» Exercise directions: Please give the entries again in full and exactly, without any picture.

» Extracted information:
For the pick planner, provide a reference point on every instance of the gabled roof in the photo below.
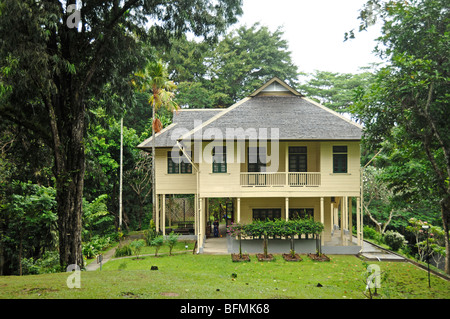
(183, 121)
(275, 105)
(275, 87)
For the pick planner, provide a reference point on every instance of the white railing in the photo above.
(280, 179)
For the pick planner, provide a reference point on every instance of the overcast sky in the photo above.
(315, 32)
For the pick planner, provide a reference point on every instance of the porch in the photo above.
(337, 245)
(281, 179)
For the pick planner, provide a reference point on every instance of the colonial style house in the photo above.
(275, 153)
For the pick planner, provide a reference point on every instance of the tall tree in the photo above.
(51, 71)
(408, 105)
(155, 80)
(220, 75)
(335, 90)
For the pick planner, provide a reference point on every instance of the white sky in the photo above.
(315, 31)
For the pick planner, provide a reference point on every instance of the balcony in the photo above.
(291, 179)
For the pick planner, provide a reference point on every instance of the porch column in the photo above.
(322, 217)
(156, 217)
(238, 208)
(350, 222)
(195, 214)
(342, 202)
(286, 162)
(164, 214)
(332, 216)
(358, 223)
(201, 231)
(287, 208)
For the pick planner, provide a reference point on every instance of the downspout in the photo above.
(362, 193)
(197, 188)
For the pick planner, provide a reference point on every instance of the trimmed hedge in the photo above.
(277, 228)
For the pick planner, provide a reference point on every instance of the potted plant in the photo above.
(238, 230)
(292, 228)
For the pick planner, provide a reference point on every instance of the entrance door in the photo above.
(295, 213)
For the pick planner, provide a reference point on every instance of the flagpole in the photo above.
(121, 171)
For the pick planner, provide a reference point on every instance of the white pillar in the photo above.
(350, 213)
(195, 214)
(322, 216)
(238, 208)
(201, 232)
(164, 214)
(156, 218)
(287, 208)
(358, 222)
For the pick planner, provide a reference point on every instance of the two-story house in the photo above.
(276, 153)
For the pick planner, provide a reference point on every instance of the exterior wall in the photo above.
(248, 204)
(320, 159)
(172, 183)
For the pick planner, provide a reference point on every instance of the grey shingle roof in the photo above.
(183, 121)
(295, 117)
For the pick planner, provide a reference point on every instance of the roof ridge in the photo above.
(215, 117)
(332, 112)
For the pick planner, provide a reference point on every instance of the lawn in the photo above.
(189, 276)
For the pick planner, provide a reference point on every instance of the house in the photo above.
(275, 153)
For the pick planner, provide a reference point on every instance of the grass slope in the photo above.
(191, 276)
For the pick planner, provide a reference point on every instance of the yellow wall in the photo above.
(228, 184)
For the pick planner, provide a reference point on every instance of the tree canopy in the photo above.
(53, 74)
(222, 74)
(406, 109)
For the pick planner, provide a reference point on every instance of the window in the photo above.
(297, 159)
(295, 213)
(178, 164)
(256, 159)
(264, 214)
(219, 159)
(339, 159)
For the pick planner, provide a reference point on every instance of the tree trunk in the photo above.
(68, 147)
(445, 205)
(153, 166)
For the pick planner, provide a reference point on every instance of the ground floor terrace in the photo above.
(196, 217)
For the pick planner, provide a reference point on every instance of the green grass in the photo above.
(191, 276)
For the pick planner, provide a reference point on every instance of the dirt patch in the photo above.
(38, 291)
(261, 257)
(321, 257)
(169, 294)
(289, 257)
(237, 258)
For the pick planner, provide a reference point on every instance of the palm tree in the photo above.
(155, 80)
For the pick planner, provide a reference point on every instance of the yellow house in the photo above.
(276, 153)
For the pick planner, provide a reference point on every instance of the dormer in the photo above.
(275, 87)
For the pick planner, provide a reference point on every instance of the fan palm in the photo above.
(154, 79)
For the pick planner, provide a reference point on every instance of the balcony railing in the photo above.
(280, 179)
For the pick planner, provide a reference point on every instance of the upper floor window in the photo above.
(219, 157)
(256, 159)
(340, 159)
(297, 159)
(177, 163)
(266, 214)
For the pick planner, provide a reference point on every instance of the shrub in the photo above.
(136, 246)
(123, 250)
(149, 235)
(157, 242)
(371, 233)
(48, 263)
(394, 239)
(171, 241)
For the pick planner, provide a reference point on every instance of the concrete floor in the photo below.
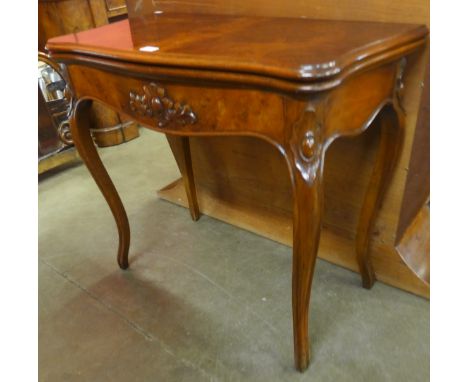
(201, 301)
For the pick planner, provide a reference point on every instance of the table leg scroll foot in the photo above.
(84, 144)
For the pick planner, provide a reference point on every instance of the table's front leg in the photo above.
(305, 157)
(80, 130)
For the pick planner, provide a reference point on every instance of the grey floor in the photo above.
(201, 301)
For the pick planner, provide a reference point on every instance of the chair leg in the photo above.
(181, 146)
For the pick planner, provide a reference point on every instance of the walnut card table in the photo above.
(297, 83)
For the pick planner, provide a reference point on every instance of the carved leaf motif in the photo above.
(155, 103)
(306, 145)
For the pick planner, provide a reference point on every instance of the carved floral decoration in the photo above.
(155, 103)
(306, 145)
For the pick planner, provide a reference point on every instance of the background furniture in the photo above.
(281, 84)
(58, 17)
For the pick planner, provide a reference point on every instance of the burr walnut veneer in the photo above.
(296, 83)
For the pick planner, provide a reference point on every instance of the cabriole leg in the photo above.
(308, 206)
(391, 123)
(84, 144)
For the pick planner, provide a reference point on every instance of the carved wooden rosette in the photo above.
(399, 83)
(307, 143)
(155, 103)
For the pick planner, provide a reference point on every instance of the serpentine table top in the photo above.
(297, 83)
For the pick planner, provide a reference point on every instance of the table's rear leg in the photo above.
(84, 144)
(181, 145)
(391, 123)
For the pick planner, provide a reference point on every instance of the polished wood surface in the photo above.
(349, 162)
(227, 43)
(299, 104)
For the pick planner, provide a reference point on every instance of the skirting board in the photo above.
(390, 268)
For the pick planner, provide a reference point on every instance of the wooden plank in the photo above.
(277, 226)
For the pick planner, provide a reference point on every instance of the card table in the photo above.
(297, 83)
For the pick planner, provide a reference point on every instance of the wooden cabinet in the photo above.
(59, 17)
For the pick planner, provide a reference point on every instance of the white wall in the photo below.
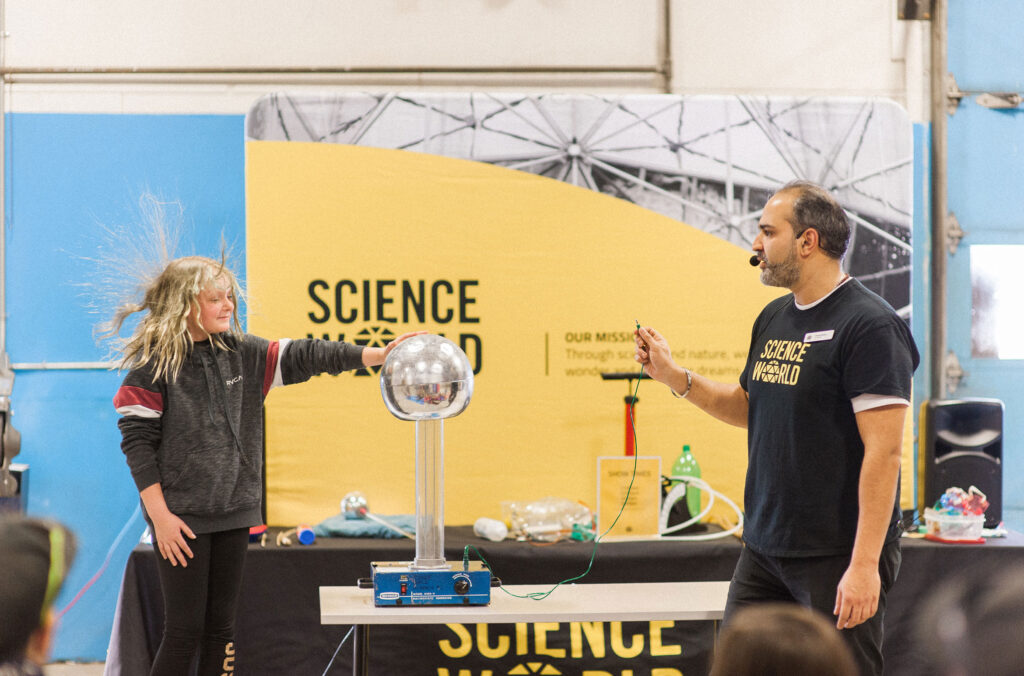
(201, 56)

» Written solution:
For the pick planner, provide a reference point on every instance of the gabled roof in the photo below.
(183, 121)
(275, 105)
(275, 87)
For the pick planner, provide a reference point on every instance of the white railing in the photo above.
(280, 179)
For the pick planner, provide a reference point on every instance of the overcast sky in the photo above.
(315, 32)
For the pick planner, provide a reference point on every instance of the porch in the photo above.
(337, 245)
(281, 179)
For the pick planner, provide a reference point on every instance of the colonial style house in the photo above.
(275, 153)
For the pick planner, provide a reference point on every instance of the tall tree in the photo above.
(51, 71)
(408, 105)
(155, 80)
(220, 75)
(335, 90)
For the pick planner, provide a reference point on every instance of the white sky in the photo above.
(315, 31)
For the pick planner, provide a reference point on every instance of the balcony in the photo above.
(291, 179)
For the pick planner, provide a reference point on every instance of the porch column in the photo above.
(322, 217)
(156, 217)
(238, 208)
(350, 222)
(195, 214)
(342, 202)
(286, 162)
(164, 214)
(332, 216)
(358, 223)
(201, 231)
(287, 208)
For the pick planner, provide a reference point on every instance of the downspout in the photo above.
(362, 193)
(197, 188)
For the pick planner, provide a reference point on every instance of the trimmed hedge in the photo above.
(277, 228)
For the pick planner, provide a reference point on every instance of the potted plant in the photo above.
(238, 230)
(292, 228)
For the pick planner, provide a reference point on every instance of the entrance door in the photo above.
(295, 213)
For the pick planner, provide a reference point on every instance of the flagpole in the photo above.
(121, 171)
For the pick planner, provide a reference point on every instance of the white pillar in the photo above.
(350, 213)
(195, 214)
(322, 216)
(238, 208)
(201, 232)
(164, 214)
(156, 218)
(287, 208)
(358, 222)
For the pick planner, provide a reference point on every instance of the two-story house in the photo above.
(276, 153)
For the pick planner, provide a reference point on every instance of the exterior wall in the photo above.
(248, 204)
(320, 159)
(172, 183)
For the pick planner, provide a reference point on every instance of the grey shingle roof in the photo above.
(183, 121)
(295, 117)
For the pick planner, provide a reference point on every instance of the roof ridge in the photo above.
(215, 117)
(332, 112)
For the pick planner, provide a reference point on every instance of the lawn in the photo above.
(189, 276)
For the pick planner, provide a reference point on every instance of the house in the photo above.
(275, 153)
For the pick planner, provide a reference point on every instance of the grass slope in the photo above.
(191, 276)
For the pick planner, provide a reference point on every instance of the yellow wall in the photo above.
(228, 184)
For the pick planner, provide a reference point on every instance of the tree canopy in the photo above.
(53, 74)
(222, 74)
(406, 109)
For the pick planner, provide a reference point on every instance of the window in the photo above.
(297, 159)
(295, 213)
(178, 164)
(256, 159)
(264, 214)
(219, 159)
(339, 159)
For the pick planner, provide a reference point on every instance of the tree trunk in the photo above.
(68, 147)
(445, 205)
(153, 166)
For the pick planner, provide a reference point on every instance of the ground floor terrace in the photo above.
(196, 217)
For the pick planner, provide a reference point on every instance of the green grass in the photo above.
(191, 276)
For the pick planner, provide a reference point on every instance of the dirt patch in the photo above.
(38, 291)
(261, 257)
(321, 257)
(169, 294)
(289, 257)
(237, 258)
For the pick planner, provide a reference point on every instance of the palm tree in the photo above.
(155, 80)
For the pick planner, provide a reference point on every instance of the yellow house in the photo above.
(276, 153)
For the pick planner, provide a reference point on every instance of the dormer in the photo above.
(275, 87)
For the pick planner, provide a reference point on every instance of the fan palm in the photo above.
(154, 79)
For the pick planner, provide a reference point on every instance of the balcony railing in the photo above.
(280, 179)
For the pick planner, provide a reference point on every instance of the upper floor window in the photo above.
(219, 157)
(256, 159)
(340, 159)
(297, 159)
(177, 163)
(266, 214)
For the pick planner, provide a reference point on every instance of the shrub in the photo above.
(136, 246)
(123, 250)
(149, 235)
(157, 242)
(371, 233)
(48, 263)
(394, 239)
(171, 241)
For the pick planner, provide a reference point on every instance of the concrete floor in the photo below.
(201, 301)
For the pick planner, provide a reference point on every instance of the table leg scroll foot in the photo above.
(84, 144)
For the pick planner, provide a reference point on every instance of the table's front leg in the photo above.
(305, 157)
(80, 130)
For the pick planner, provide a reference point on every instance of the grey floor in the photo above.
(201, 301)
For the pick planner, provide a reference point on every instance of the chair leg in the photo above.
(181, 146)
For the pick planner, provide a reference point on every instance of the walnut card table in the photo above.
(297, 83)
For the pick planner, provide a reference point on every instance of the carved leaf motif in the photo above.
(155, 103)
(306, 145)
For the pick planner, provide a reference point on every instance of the carved floral decoration in the photo above.
(155, 103)
(306, 145)
For the pick planner, provide a reference point on every instance of the background furniture in the photo above.
(281, 84)
(58, 17)
For the pick planner, provide a reference point on every instance of the burr walnut veneer in the photo above.
(296, 83)
For the pick planner, provide a reference point on every instance of the cabriole leg in the photo above.
(308, 206)
(391, 123)
(84, 144)
For the pick planner, provide a reference point on every instance of the carved wooden rosette in the photo above.
(399, 83)
(307, 143)
(155, 103)
For the pick planner, provide a reference point on every instance of the serpentine table top in the photo above.
(297, 83)
For the pick planner, provide a reference point on every instance of the table's rear leg in the photo above.
(84, 144)
(181, 145)
(391, 123)
For the pick planner, provide a reference point on every instance of the polished wood surface in the photo above.
(349, 162)
(227, 43)
(299, 104)
For the pick planner, provide a reference point on every instance of the skirting board in the photo above.
(390, 268)
For the pick planner, provide a reference point on every instance of the wooden plank in the photo above.
(277, 226)
For the pick planner, provide a reference point on every instance of the card table in the photo above.
(297, 83)
For the pick planner, provide a reference point on every instance of the wooden cabinet in the photo above.
(59, 17)
For the pick planner, provide a reference point on every instance of the white wall in the photo below.
(201, 56)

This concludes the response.